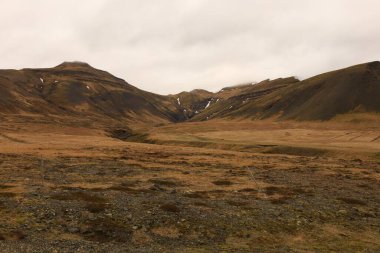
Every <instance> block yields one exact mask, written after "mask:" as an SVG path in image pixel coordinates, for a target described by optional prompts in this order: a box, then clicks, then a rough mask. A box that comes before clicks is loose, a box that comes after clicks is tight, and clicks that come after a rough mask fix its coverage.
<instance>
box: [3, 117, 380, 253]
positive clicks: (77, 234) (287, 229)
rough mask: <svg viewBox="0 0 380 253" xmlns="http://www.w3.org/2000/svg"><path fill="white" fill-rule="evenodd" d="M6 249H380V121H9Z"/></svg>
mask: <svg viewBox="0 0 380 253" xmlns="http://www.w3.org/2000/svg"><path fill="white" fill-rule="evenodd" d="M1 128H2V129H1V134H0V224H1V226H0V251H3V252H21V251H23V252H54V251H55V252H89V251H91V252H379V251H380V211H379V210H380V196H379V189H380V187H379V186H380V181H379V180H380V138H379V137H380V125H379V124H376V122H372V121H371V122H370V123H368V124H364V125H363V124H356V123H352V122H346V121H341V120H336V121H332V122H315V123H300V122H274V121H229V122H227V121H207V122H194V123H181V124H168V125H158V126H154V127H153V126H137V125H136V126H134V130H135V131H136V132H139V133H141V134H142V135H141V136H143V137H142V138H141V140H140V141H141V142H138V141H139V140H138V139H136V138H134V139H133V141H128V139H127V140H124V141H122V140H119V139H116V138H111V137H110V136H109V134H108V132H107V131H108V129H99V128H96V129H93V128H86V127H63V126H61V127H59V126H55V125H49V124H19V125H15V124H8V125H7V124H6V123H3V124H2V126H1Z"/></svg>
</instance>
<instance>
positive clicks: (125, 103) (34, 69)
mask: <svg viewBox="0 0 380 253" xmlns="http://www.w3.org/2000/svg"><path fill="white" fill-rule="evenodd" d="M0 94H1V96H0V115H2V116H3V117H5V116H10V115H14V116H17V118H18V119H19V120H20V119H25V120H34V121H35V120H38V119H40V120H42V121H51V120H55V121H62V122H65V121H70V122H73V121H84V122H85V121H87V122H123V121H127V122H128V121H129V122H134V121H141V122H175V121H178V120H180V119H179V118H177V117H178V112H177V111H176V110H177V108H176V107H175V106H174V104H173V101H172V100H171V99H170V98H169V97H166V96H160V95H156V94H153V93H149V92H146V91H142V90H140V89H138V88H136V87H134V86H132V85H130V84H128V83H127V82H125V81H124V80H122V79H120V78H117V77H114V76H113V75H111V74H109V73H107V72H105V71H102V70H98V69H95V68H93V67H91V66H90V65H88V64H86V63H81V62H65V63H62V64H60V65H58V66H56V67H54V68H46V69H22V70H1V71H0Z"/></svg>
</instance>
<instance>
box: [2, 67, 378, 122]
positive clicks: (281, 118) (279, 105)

---

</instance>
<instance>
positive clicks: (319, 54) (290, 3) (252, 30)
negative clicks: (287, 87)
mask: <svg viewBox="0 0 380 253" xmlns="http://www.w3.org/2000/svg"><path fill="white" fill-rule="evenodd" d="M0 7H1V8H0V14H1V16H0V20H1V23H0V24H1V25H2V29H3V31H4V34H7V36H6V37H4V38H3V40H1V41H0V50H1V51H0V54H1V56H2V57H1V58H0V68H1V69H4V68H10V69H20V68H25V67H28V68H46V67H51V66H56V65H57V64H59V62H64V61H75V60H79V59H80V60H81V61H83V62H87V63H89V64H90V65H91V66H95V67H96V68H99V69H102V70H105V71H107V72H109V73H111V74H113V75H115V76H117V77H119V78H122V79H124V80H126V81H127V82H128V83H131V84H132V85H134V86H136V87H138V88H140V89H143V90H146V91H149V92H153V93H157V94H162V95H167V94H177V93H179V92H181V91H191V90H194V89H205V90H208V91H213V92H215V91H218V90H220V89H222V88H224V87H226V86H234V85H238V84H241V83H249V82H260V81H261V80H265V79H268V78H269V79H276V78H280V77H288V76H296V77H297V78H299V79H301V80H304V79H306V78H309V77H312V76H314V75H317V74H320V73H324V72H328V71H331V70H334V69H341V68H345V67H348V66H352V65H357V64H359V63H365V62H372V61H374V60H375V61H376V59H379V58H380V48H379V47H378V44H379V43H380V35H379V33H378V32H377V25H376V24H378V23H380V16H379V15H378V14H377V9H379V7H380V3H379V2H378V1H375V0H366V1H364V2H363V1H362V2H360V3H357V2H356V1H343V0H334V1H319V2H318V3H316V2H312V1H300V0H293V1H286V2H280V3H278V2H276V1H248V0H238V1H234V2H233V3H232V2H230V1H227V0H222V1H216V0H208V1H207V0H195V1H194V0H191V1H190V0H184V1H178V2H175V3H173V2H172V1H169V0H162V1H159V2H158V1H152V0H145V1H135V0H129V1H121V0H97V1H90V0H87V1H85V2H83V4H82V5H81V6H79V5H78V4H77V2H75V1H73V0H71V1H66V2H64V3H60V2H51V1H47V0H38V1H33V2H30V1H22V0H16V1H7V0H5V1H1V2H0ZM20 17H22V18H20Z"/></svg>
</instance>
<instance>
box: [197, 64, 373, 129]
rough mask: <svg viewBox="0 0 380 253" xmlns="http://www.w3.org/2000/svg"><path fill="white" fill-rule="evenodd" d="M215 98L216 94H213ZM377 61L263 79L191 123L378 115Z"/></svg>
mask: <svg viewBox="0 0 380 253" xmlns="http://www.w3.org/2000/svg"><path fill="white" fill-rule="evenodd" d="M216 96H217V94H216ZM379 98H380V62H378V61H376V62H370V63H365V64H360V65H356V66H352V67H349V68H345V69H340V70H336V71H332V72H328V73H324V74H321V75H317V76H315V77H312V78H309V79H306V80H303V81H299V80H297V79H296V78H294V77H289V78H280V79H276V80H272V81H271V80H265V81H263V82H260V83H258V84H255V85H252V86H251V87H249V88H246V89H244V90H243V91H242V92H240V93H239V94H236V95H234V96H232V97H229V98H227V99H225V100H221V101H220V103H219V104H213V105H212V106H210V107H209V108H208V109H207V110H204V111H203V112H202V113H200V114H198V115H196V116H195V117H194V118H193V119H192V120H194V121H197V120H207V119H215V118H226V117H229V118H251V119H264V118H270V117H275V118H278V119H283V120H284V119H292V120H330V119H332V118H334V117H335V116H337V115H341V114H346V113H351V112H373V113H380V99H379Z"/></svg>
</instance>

#### Problem to solve:
Update the lines from the one containing "Every <instance> block" up to and including the one containing "positive clicks: (77, 234) (287, 229)", putting "coarse mask" wherever "rough mask" appears and keeping everything else the same. Give only those lines.

#### Result for this task:
Every <instance> block yields one exact mask, written after "mask:" as an SVG path in image pixel coordinates, for a target described by optional prompts in this order: a box, then clicks, then a coarse mask. A box that comes before clicks is loose, a box that comes after clicks is tight, and clicks that come after a coarse mask fix its coverage.
<instance>
box: [3, 117, 380, 253]
positive clicks: (77, 234) (287, 229)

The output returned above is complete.